## Extract
######
There are lots of steps in this process, so there are lots of places where it can go wrong. Pay attention to error messages and search online if you get stuck. Lots of people use git, and your question has probably been asked and answered :)
Which files should you add to git? In general, add text, scripts, metadata to git, but not the results produced by the scripts. If your repository follows best practices for reproducibility, it should be possible to regenerate the results anytime they’re needed. Of course, it’s okay to keep uncommitted result files in your local repo as you work. Also avoid committing any large data files (> 1 MB), as these will slow down git (and GitHub has limits on total storage for free users).
How often should you make commits? This varies from person to person and team to team. If you have collaborators that already use git, ask them about their workflow. Otherwise, it’s good practice to make a commit every time you complete a small task (a natural checkpoint in your work) or decide to stop working for the day.
The remainder of this workshop is about how to undo changes (including commits) and the bare minimum you need to know use git collaboratively.
8.7 Undoing Changes
Confusingly, git has four different subcommands for undoing things:
restore
revert
reset
checkout
The two you’re most likely to use in day to day work are git restore
and git revert
. We’ll cover those two in detail, and briefly touch on how they relate
to the other two.
8.7.1 Restoring a File
The git restore
command is useful if you want to undo changes you haven’t
committed yet.
Open up the README.md
file in a text editor (such as nano
) and make some
changes. For instance, let’s add the line This is a mistake
to the end of the
file. Then save and close the file.
Next, check the repository status:
git status
As expected, git tells us there are changes to the README.md
file:
On branch main
Changes not staged for commit:
(use "git add <file>..." to update what will be committed)
(use "git restore <file>..." to discard changes in working directory)
modified: README.md
no changes added to commit (use "git add" and/or "git commit -a")
What if now you decide the changes were a mistake and you don’t want to keep
them? The git restore
command restores a file in the working directory to the
version of the file in the most recent commit.
Let’s try out restoring the README.md
file:
git restore README.md
Now check the status again:
git status
The status shows that there are no longer any new changes to the README.md
file:
On branch main
nothing to commit, working tree clean
There is no way to undo git restore
, so be careful when you’re using it.
In older versions of git, the command to restore a file in the working
directory was git checkout -- FILENAME
. You may occasionally see people
mention this command online, and it still works in recent versions of git.
However, the git restore
command is preferable because it disambiguates what
you’re trying to do (git checkout
is also used for other things unrelated to
restoring files).
8.7.1.1 Restoring the Staging Area
With a different set of arguments, you can also use the git restore
command
to remove changes from the staging area.
Open up the README.md
file in a text editor again and make some more
changes. This time let’s add the line Git is tough
to the end of the
file. As usual, save and close the file.
Next, add the changes to the staging area:
git add README.md
Open the file in a text editor one more time, and add the line This is a great sentence
to the end of the file. Save and close the file.
Then check the repository status with git status
:
Changes to be committed:
(use "git restore --staged <file>..." to unstage)
######
## Information supplied
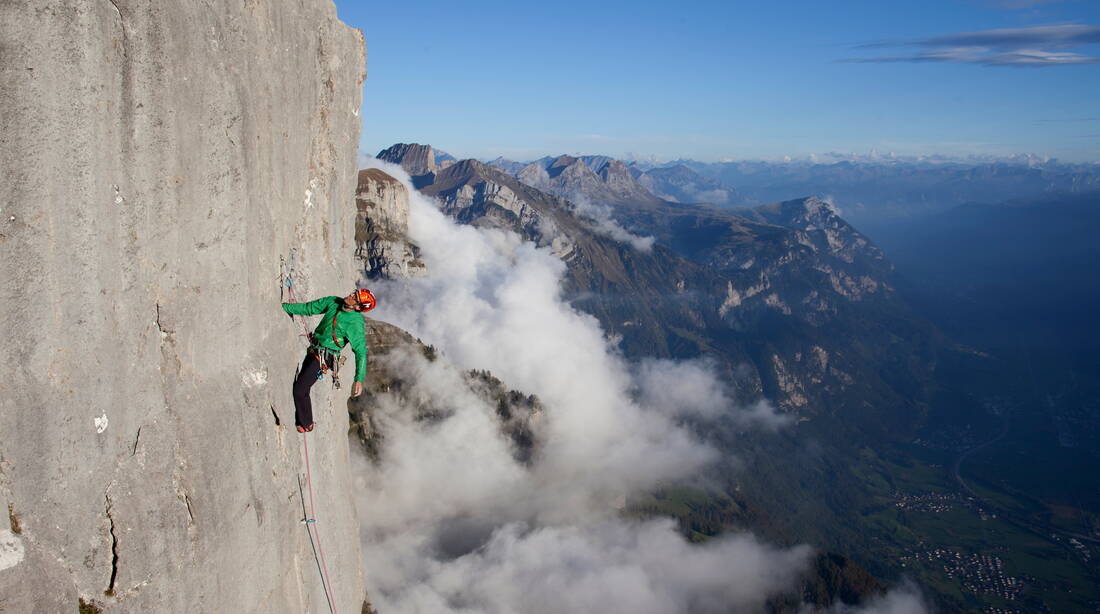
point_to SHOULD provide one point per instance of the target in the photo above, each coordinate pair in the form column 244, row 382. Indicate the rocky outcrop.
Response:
######
## Tasks and exercises
- A) According to the git tutorial, why is the git restore command preferable to git checkout -- FILENAME for restoring a file? Answer in one to three sentences.
- B) Update the passage of the git tutorial that opens with the words containing "8.7.1.1 Restoring the" and closes with "usual, save and close the file.", replacing "Git is tough" with "Git is useful".
The listing has no connection to the git tutorial.

## Answers to the exercises
- A) The git restore command makes clear what you're trying to do. The git checkout command is also used for other things that have nothing to do with restoring files.

- B)
8.7.1.1 Restoring the Staging Area
With a different set of arguments, you can also use the git restore
command
to remove changes from the staging area.
Open up the README.md
file in a text editor again and make some more
changes. This time let’s add the line Git is useful
to the end of the
file. As usual, save and close the file.